- _Given request_
Which of the lines below contain the word "border"? Copy each one out in full.

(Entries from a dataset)
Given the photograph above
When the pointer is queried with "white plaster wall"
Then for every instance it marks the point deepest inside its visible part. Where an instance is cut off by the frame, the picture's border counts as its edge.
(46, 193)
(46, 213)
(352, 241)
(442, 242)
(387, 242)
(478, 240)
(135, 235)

- _Task output_
Then for every instance it marks the point deepest inside its visible part. Where an instance is cut off by the frame, the picture's border counts as its edge.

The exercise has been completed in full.